Work request -> The stretch from the line with "Concept: lamp post" through the line with "Concept: plastic water bottle" in the records below: write it out exactly, and nothing else.
[Provided material Boundary: Start]
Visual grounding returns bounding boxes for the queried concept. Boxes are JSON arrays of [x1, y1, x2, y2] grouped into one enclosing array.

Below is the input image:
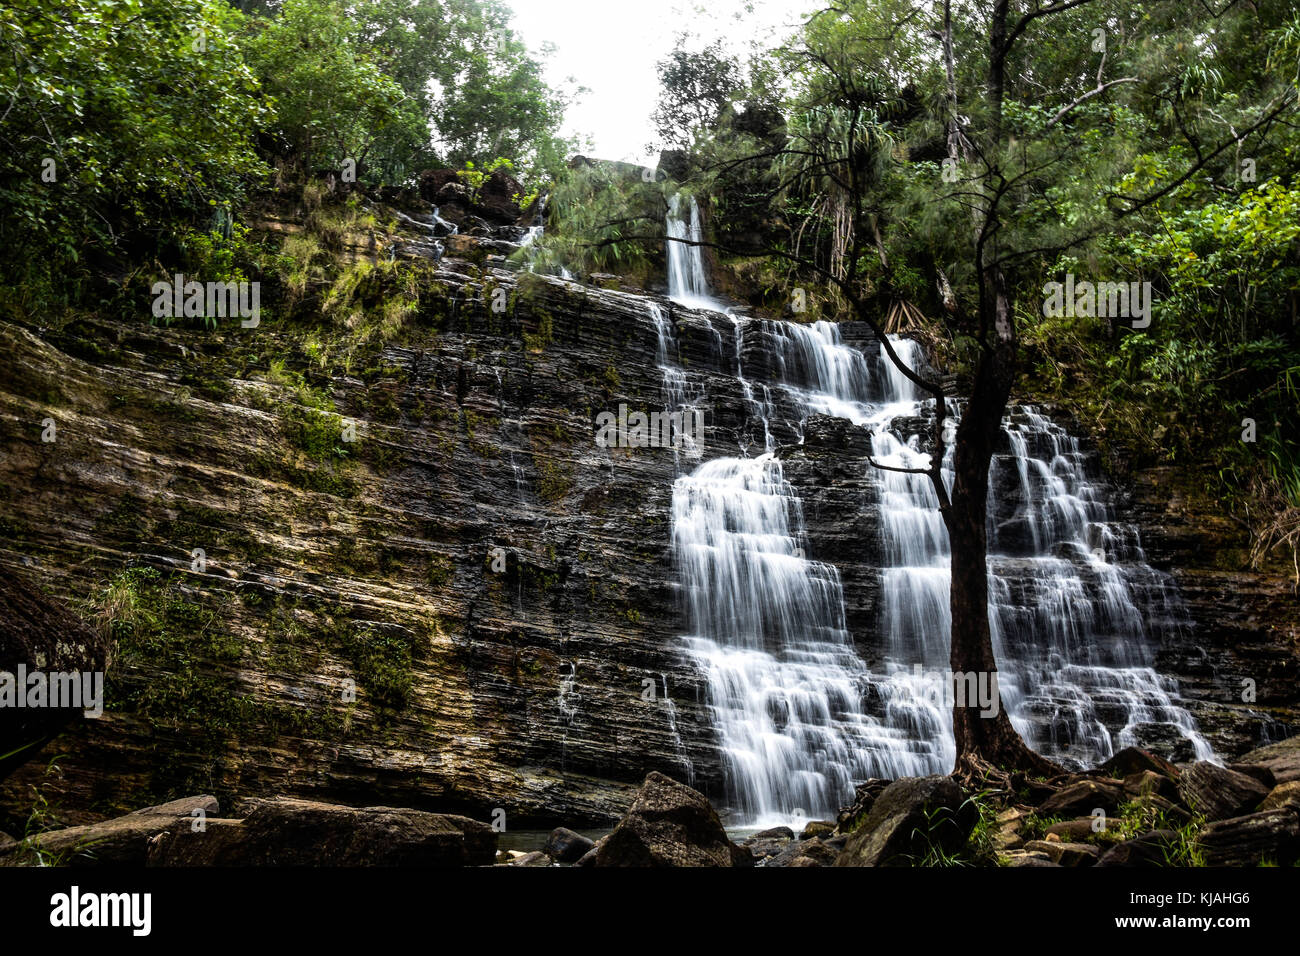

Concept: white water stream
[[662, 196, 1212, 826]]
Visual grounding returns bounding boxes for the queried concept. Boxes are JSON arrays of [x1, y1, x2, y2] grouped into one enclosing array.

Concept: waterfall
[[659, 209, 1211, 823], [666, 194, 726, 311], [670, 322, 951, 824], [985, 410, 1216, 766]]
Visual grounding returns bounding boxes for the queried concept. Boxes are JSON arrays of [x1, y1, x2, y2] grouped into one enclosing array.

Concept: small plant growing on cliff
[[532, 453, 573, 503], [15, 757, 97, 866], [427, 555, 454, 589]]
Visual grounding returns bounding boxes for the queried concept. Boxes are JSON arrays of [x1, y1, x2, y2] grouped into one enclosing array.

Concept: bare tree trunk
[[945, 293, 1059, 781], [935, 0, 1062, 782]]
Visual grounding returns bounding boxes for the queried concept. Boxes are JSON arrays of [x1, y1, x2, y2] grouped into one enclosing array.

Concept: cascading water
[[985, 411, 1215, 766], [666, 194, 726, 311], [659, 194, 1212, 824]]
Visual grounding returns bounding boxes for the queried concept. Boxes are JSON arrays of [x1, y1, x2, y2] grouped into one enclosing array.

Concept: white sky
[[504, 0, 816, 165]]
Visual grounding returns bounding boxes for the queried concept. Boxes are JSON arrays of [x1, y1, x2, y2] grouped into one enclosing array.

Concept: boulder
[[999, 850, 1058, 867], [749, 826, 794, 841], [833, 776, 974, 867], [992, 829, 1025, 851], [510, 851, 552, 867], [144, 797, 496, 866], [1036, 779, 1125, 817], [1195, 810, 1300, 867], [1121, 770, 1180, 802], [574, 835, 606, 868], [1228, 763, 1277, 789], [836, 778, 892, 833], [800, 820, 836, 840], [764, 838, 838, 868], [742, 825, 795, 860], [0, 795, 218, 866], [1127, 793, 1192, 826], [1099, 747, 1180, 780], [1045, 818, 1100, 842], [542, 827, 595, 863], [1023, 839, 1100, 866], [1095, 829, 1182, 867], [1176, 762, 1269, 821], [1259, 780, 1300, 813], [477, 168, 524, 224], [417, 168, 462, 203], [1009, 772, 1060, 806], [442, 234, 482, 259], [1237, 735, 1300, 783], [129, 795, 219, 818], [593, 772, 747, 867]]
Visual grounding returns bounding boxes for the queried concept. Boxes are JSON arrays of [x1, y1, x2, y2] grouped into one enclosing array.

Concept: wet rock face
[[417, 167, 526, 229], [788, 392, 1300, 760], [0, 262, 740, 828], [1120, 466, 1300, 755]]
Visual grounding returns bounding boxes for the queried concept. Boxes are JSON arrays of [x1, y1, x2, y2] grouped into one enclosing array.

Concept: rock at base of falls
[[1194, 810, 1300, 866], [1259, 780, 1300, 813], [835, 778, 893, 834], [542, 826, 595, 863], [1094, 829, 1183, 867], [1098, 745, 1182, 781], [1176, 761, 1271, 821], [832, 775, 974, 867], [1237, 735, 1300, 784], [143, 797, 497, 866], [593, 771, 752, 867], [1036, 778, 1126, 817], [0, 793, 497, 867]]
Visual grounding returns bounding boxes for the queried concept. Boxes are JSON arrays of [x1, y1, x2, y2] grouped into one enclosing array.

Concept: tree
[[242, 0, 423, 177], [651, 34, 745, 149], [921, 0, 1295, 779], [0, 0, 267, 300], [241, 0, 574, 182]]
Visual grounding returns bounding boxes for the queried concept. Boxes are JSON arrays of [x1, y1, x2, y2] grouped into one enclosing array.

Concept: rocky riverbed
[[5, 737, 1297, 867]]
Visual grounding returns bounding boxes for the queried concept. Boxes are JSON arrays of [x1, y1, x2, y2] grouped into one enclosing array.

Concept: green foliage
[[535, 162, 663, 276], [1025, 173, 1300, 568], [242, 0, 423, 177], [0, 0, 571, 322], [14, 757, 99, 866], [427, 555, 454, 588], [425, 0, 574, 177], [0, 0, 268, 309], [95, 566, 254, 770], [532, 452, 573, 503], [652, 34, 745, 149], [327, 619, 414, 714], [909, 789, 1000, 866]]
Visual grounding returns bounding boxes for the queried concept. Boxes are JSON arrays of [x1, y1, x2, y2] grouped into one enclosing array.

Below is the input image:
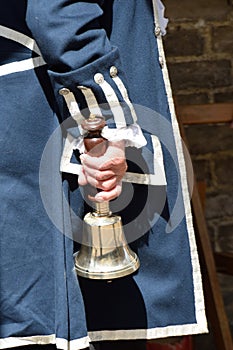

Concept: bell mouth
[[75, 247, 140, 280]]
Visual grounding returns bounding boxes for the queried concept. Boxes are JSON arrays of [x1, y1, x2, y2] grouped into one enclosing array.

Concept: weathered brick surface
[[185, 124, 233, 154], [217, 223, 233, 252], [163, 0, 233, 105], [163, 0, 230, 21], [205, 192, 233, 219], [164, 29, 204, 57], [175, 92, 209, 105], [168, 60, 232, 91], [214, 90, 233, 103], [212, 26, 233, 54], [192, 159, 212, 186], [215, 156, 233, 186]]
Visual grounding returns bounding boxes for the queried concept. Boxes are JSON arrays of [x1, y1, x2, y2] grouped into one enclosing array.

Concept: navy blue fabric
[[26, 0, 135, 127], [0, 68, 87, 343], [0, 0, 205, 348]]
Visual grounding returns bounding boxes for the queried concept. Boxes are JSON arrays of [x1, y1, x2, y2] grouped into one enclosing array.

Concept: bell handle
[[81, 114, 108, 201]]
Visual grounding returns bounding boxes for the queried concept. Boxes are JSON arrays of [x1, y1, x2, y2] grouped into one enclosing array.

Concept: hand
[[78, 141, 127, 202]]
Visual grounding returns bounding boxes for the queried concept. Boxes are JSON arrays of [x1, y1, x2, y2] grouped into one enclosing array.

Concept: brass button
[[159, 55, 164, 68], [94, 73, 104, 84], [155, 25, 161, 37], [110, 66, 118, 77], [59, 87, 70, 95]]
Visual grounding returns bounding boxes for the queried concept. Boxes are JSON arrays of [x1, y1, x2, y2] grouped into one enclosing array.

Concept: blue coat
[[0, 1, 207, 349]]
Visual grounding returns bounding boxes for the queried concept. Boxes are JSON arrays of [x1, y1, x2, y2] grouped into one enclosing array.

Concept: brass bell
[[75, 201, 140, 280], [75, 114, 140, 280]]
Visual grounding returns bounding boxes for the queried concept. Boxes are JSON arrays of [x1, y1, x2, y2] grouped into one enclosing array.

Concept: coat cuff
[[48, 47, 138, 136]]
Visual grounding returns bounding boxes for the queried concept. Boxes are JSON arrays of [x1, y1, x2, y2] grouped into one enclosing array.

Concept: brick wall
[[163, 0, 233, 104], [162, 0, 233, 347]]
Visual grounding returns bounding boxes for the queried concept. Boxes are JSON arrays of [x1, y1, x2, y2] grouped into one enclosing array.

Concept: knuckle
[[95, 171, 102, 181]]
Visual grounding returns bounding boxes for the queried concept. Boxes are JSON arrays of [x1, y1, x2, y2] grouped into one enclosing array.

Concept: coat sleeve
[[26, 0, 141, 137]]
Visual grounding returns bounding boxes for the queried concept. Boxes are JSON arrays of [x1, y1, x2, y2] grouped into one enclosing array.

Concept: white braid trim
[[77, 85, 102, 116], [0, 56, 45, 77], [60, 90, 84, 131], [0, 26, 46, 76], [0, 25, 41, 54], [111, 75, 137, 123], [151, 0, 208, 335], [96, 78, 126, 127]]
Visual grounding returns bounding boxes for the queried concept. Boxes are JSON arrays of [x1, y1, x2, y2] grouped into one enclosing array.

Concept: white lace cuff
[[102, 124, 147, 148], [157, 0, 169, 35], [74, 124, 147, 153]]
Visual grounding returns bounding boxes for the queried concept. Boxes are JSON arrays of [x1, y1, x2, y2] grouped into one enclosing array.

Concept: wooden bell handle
[Provided material Boundary: End]
[Provided material Boundary: Start]
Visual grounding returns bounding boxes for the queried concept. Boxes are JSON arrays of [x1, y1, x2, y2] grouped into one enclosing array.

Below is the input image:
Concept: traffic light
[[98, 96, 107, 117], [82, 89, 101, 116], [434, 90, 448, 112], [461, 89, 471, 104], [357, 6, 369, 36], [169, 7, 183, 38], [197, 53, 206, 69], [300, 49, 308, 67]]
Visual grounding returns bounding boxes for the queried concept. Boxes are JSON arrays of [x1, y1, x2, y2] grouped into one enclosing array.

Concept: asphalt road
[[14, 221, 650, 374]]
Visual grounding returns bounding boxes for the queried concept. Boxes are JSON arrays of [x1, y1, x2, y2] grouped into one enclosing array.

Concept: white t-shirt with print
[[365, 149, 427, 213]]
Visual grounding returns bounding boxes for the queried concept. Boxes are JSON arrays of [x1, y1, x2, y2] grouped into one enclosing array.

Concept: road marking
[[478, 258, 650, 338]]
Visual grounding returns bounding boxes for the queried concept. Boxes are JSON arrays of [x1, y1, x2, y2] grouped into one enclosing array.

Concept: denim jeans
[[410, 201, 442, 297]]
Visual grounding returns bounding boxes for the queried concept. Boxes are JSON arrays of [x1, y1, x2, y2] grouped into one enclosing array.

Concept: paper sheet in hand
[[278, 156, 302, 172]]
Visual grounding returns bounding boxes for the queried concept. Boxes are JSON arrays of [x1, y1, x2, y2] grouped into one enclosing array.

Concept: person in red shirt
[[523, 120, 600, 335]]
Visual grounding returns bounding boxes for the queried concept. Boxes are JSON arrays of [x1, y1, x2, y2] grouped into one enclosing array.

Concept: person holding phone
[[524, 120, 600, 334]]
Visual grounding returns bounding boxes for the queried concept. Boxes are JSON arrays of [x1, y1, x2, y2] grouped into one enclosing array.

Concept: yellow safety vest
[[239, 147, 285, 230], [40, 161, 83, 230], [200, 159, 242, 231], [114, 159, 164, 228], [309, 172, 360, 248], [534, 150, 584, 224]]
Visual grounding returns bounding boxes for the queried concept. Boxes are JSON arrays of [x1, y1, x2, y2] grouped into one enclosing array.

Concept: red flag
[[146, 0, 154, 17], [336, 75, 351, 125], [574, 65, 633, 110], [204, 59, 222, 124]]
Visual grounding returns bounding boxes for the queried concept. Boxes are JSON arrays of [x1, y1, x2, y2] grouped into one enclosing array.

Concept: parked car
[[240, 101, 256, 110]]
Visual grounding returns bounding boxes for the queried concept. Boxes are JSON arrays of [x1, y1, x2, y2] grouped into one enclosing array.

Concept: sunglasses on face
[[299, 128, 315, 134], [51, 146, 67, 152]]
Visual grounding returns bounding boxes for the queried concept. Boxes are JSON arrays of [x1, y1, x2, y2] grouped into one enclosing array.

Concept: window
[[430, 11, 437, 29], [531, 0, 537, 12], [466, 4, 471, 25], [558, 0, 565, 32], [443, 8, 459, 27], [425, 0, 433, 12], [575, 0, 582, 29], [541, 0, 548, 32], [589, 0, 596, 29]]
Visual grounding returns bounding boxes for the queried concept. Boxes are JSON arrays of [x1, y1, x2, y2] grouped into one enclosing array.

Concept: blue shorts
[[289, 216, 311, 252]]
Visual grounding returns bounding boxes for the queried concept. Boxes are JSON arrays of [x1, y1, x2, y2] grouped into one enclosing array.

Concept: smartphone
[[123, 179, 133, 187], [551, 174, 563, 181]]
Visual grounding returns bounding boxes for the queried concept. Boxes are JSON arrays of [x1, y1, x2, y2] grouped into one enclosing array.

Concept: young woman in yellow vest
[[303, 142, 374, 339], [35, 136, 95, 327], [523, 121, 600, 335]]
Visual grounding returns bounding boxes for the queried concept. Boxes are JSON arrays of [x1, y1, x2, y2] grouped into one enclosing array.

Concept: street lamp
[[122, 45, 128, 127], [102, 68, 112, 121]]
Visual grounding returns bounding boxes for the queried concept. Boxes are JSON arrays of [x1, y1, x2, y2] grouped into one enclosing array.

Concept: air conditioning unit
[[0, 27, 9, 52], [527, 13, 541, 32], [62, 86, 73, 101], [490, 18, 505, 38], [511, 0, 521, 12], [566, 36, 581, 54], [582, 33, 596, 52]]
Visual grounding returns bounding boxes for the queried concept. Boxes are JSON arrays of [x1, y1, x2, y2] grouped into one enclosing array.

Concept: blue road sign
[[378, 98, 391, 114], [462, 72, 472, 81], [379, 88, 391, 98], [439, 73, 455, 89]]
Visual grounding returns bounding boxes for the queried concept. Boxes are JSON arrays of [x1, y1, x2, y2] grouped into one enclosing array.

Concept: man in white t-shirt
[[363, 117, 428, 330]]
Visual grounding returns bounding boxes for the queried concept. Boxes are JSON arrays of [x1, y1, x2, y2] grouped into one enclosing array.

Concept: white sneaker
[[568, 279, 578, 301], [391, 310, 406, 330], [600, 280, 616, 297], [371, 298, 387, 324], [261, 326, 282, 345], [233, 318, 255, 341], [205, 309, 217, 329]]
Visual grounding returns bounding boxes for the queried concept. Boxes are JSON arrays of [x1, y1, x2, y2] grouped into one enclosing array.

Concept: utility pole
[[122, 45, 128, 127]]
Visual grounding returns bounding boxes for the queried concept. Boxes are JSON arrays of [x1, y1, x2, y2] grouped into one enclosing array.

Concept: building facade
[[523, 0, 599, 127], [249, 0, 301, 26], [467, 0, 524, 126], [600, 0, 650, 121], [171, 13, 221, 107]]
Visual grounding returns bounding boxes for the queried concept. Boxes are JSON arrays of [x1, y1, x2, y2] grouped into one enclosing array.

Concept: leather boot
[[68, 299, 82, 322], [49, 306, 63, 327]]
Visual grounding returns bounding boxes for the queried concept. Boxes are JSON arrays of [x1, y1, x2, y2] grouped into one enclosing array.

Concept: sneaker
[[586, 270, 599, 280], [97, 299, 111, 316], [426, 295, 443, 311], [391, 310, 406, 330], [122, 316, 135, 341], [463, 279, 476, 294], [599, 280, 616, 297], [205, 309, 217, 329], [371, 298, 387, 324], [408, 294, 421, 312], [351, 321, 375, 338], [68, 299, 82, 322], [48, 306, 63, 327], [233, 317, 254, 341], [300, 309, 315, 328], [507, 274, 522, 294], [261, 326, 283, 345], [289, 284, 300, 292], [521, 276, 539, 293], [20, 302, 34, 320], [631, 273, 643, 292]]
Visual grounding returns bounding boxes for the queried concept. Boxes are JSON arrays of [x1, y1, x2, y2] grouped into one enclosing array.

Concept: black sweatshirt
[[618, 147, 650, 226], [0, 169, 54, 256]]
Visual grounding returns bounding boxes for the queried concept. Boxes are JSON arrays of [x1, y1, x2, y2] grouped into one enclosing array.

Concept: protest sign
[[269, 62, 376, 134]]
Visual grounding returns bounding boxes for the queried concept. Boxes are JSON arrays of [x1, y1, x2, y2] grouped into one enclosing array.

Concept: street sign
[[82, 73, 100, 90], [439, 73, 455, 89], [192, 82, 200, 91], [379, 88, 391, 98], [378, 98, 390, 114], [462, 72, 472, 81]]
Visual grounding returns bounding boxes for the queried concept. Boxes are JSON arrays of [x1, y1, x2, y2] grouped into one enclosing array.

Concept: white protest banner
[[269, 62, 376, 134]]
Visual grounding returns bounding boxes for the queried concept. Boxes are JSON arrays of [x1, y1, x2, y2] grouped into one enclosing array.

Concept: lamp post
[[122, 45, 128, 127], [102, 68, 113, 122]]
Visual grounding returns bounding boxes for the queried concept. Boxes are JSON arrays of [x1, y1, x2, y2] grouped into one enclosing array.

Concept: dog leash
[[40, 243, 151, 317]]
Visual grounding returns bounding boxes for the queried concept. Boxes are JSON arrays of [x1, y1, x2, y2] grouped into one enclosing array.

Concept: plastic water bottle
[Provided material Boundary: End]
[Provided material Boundary: Start]
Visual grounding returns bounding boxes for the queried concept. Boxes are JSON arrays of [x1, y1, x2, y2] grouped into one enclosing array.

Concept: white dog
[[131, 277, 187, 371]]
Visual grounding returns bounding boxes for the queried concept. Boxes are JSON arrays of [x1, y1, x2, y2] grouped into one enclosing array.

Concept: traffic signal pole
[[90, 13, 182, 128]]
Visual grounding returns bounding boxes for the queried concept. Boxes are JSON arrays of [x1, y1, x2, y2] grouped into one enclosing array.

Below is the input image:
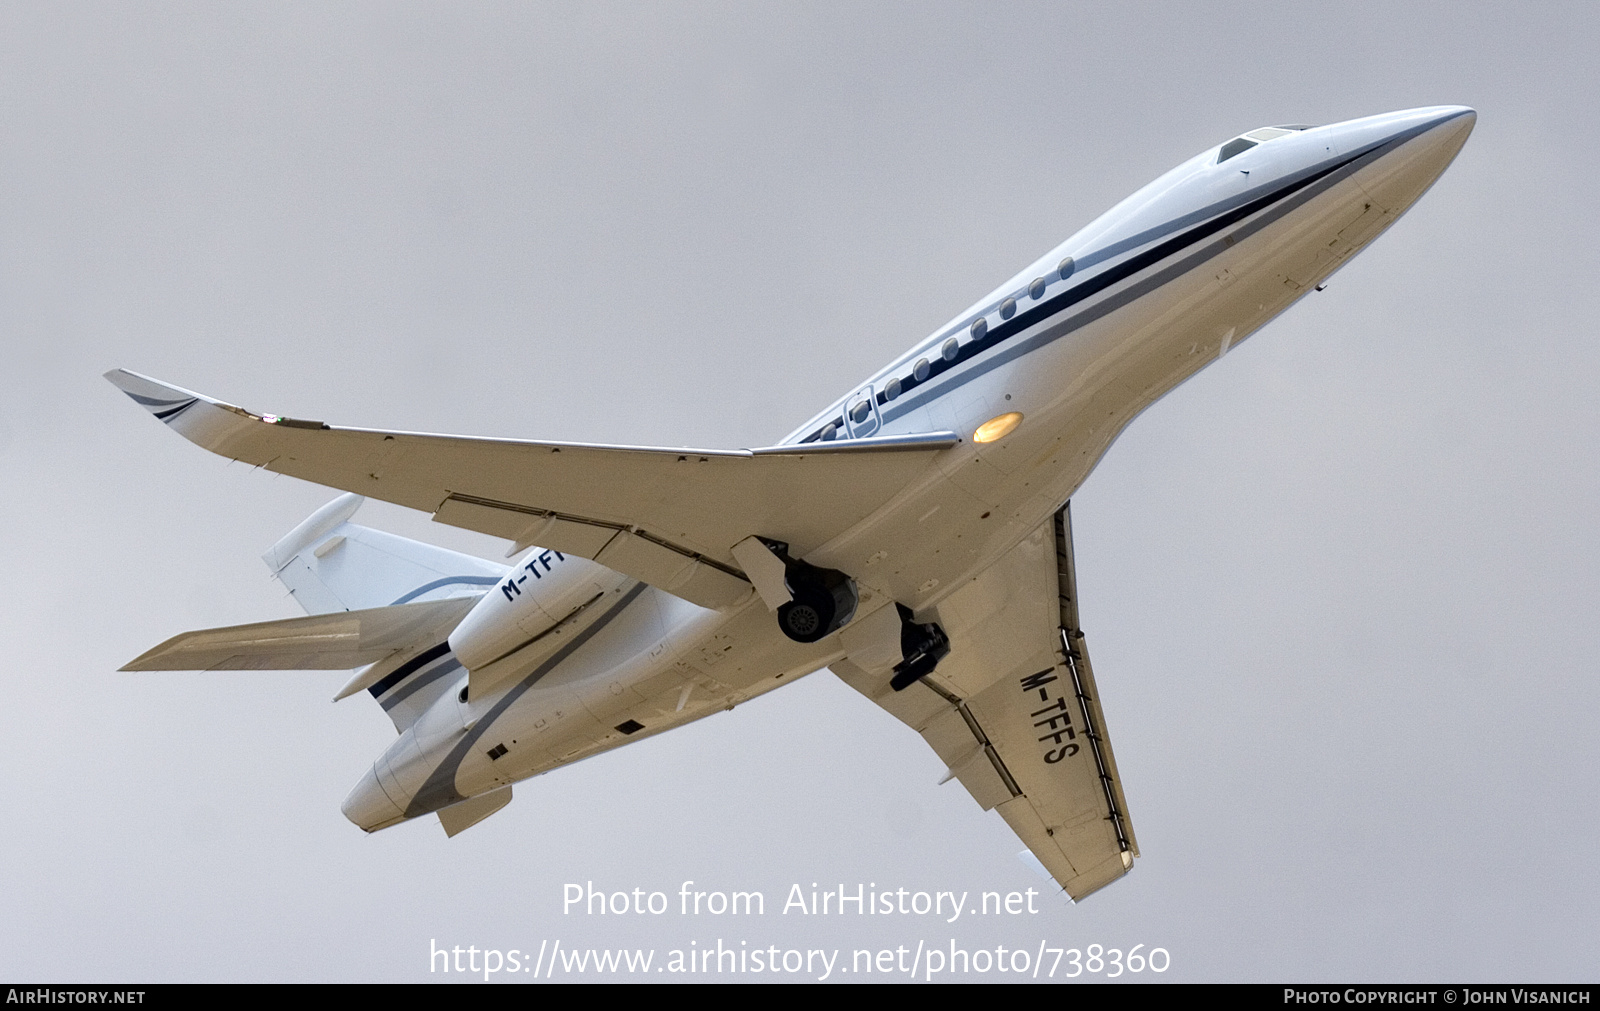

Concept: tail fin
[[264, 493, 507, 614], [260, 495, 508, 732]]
[Provided material Boundary: End]
Completed exercise ->
Concept: lamp post
[[122, 45, 128, 127], [102, 68, 113, 122]]
Visual grounding returns bounding boxes for the queried concept. Boxes are JSON arrays of [x1, y1, x2, y2] grouped into one enclosing array.

Concept: dog leash
[[40, 243, 151, 317]]
Visual grounding returns bounding boxes for the queried concept. Boxes are JSON arrays of [x1, y1, x2, y2] grouped into one enclosing array.

Concept: plastic water bottle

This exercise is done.